REQUIREMENTS
Reproduce the listing below word for word, keeping every line in the same order.

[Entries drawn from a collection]
────────────────────────────────────────

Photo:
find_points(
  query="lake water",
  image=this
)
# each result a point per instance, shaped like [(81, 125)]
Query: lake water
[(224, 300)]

────────────────────────────────────────

SOLVED PROBLEM
Photo:
find_points(
  query="lake water",
  image=this
)
# each result a point per instance, shaped like [(81, 125)]
Query: lake water
[(224, 300)]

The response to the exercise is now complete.